● To do
Print all of the following lines verbatim, leaving out the pictures.

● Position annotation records
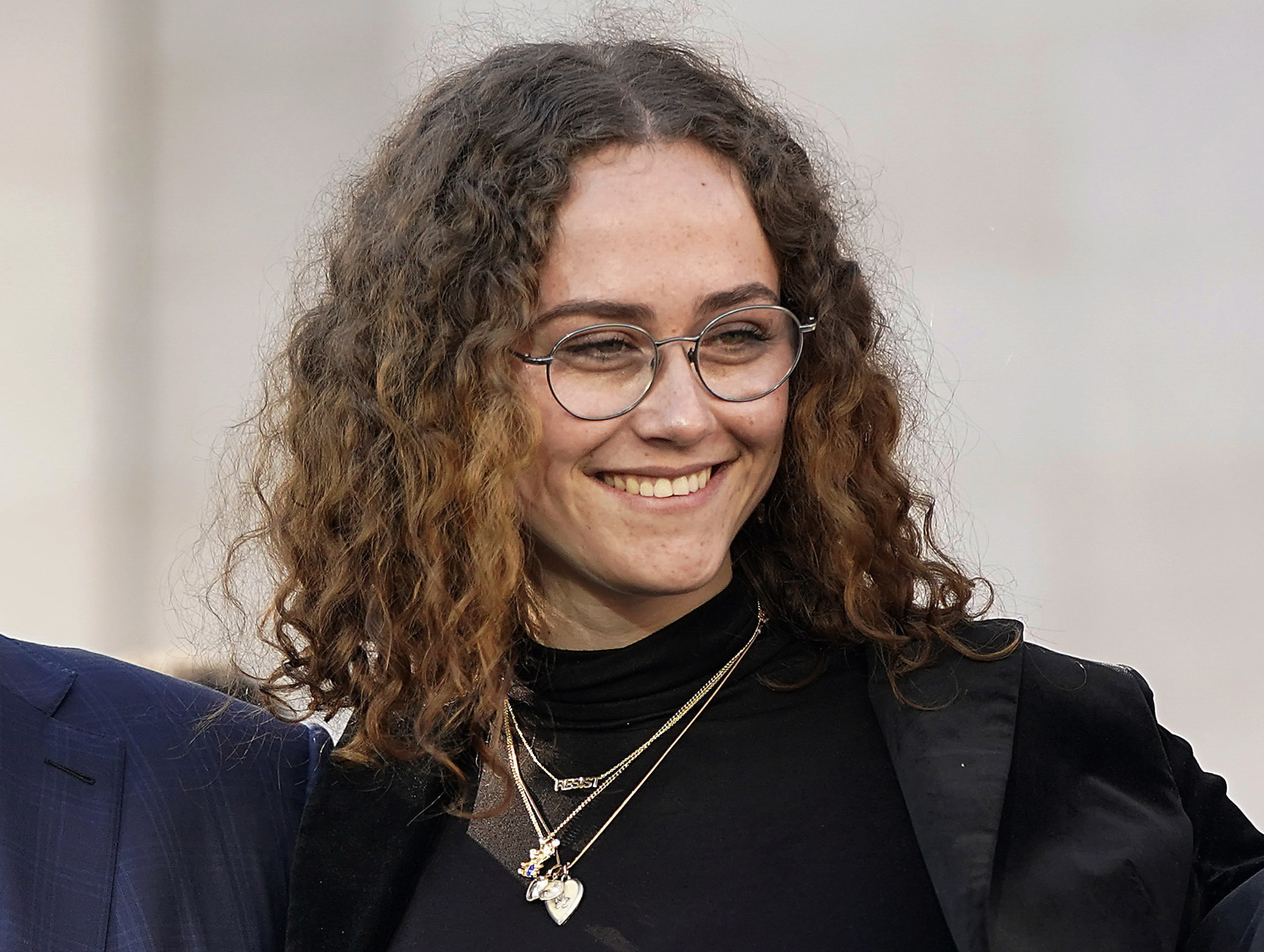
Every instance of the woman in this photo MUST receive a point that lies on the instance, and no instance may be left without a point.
(582, 491)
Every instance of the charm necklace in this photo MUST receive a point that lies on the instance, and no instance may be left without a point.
(555, 886)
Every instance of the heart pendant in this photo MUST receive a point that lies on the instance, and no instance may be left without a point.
(560, 907)
(543, 888)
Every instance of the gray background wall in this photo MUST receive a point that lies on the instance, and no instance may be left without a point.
(1070, 192)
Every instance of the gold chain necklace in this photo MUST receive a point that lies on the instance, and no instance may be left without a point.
(588, 783)
(557, 888)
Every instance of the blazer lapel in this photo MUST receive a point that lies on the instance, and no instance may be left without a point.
(61, 797)
(953, 763)
(363, 837)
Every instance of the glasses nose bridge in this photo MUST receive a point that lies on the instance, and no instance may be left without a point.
(690, 352)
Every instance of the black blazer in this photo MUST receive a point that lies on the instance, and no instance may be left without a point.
(1050, 808)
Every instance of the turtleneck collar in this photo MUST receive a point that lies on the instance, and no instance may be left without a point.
(649, 678)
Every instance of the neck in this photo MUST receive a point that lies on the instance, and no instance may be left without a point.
(583, 617)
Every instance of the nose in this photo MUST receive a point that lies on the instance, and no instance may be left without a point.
(678, 408)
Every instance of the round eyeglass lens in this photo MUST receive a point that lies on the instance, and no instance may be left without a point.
(601, 372)
(749, 353)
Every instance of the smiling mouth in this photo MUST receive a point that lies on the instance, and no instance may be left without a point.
(658, 487)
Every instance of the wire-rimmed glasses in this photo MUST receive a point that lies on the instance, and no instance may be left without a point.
(603, 370)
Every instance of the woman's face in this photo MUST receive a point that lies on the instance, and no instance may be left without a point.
(665, 237)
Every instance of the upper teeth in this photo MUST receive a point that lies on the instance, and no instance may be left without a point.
(658, 486)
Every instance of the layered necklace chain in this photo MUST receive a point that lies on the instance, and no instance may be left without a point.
(554, 885)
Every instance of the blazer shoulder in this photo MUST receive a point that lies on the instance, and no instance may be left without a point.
(155, 714)
(1044, 670)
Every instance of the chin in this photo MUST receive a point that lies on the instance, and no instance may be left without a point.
(662, 577)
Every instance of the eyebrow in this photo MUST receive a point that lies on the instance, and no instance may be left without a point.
(625, 313)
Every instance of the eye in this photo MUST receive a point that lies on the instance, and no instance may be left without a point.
(603, 349)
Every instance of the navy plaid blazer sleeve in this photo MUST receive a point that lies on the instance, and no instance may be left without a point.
(141, 813)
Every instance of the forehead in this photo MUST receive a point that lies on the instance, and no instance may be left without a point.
(662, 225)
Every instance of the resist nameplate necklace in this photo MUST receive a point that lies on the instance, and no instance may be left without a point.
(549, 879)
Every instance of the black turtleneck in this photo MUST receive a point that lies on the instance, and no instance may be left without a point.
(775, 824)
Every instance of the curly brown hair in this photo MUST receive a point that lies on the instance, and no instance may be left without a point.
(395, 431)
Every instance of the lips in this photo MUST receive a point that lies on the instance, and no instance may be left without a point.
(659, 487)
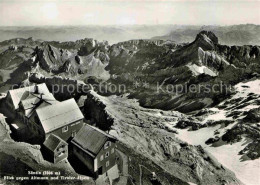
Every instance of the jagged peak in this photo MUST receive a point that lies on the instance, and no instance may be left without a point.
(207, 36)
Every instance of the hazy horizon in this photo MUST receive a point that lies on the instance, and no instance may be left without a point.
(123, 13)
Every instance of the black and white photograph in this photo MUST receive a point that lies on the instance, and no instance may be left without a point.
(129, 92)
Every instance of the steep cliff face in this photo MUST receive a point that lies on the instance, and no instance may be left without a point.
(89, 60)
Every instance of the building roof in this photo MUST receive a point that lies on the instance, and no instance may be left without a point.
(20, 94)
(91, 139)
(59, 115)
(53, 141)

● Task solution
Every instance of the woman in this photo MUST receive a point that lies on the instance, and no instance may be left without a point.
(582, 491)
Every instance of the charm necklace in this photo MUST receive a point that lies on the instance, and no instance may be left without a point.
(555, 886)
Every instance of the heart pendant in this photo MUST receive a point that lies on the instance, and no instance may be left without a point.
(560, 907)
(543, 888)
Every instance of the gray background wall in this photo MUST receive a point that lies on the instance, and no instance may be left without a point.
(1070, 192)
Every instance of the gold chain necklace in this photo MUST receive a point that lies on the instance, and no instance may be left without a point.
(588, 783)
(557, 888)
Every instance of the blazer lapel in this photo MUST receive a point that lies on the instance, and no instance may be left without a point.
(61, 797)
(953, 763)
(363, 837)
Every instance of the glasses nose bridge in this photo MUST receive a point that lies on the instance, and no instance may be left without a point.
(690, 352)
Every instance of the black blazer in this photo MUST receive a point that lies on the instance, and no instance may be left without a point.
(1050, 808)
Every instance of the turtleneck collar in this photo MUST receive a point that lies on the instance, and no instance may be left without a point.
(649, 678)
Every instance of the neck in this photo MUST receive a point that lies on the instance, and no instance may be left without a point.
(583, 617)
Every instance of the nose in this photo MUST receive a point that lies on the instance, and no instance may be left without a point.
(678, 408)
Every instance of the round eyeglass lens in this photo MUST receive a point that lies on the instance, and no instance may be left without a point.
(601, 372)
(749, 353)
Every instance of the smiling mouth in this photo MUST receive a point that lies on the instance, and no instance may be left without a point.
(658, 487)
Every instance of the wire-rimmed glasses in this photo MUST receive a point that lies on the instance, and no instance may be left without a point.
(603, 370)
Every instance of the woman's face in this photo MUST receive a point that lies on the instance, and no instance may be left without a point.
(665, 237)
Every instance of the upper teeth in this photo MUST receive a point that lies on the instance, and no instance may be left without a point.
(658, 486)
Every instance of the layered necklace chain in this photo MUST receive a point that lies on the instance, and no instance may be left without a point.
(554, 885)
Every instance of the blazer shoulder in this photo MUST receive a point that lies on the instance, and no instance may be left without a point.
(155, 714)
(1044, 670)
Every instance of the chin in this photo MUST receive a point that lies on the instance, and no instance may be left without a point.
(662, 577)
Every instance of the eyebrow in this photo MUST receive a point that lies on the instance, and no instance may be left without a point.
(625, 313)
Every instance of the eye in this photo MUST receive a point that lies on the instance, and no instance may be left without a point.
(603, 349)
Every instance of the navy plaid blazer sleeve in this photo MUST receive a point that lies on the instance, and no instance may be left without a point.
(141, 813)
Every instance of the forehead in this photo MUST receive a point that lies on the instance, and no instance may be left without a point.
(662, 225)
Every instance of the resist nameplate necklace in this photo MUST receive a point that lies on the instance, and no instance may be left without a point.
(549, 879)
Every instance of the black turtleneck in this photo MUST receive a point that lies on the instance, and no instance may be left without a point.
(775, 824)
Every instance of the curly brown hair in this photo MUST receive a point that lies on the instance, and no instance may be left without a point.
(395, 431)
Every instance of the lips in this photo MUST receive a point that lies on the instance, and no instance may be left without a point.
(659, 487)
Every instance of the jagged peak in this photo MUST receive a point that lies on the instance, and no instance may be left without a point.
(207, 36)
Every instance of the hazy horizon in this photo MUST receive a point that lies on the instance, and no instance may be left without a point.
(123, 13)
Every instance of the black and white photograph in this photo MUST receive a point that lies on the instance, and no instance may be left without a point.
(129, 92)
Every instance of the steep cliff face in this photo MUST receive a point that lies on the instance, and no instance may be left without a point.
(89, 60)
Every instance of the building roof in this photo MUST receive a point that lies on the instance, and no instance may be left without a point.
(20, 94)
(91, 139)
(59, 115)
(53, 141)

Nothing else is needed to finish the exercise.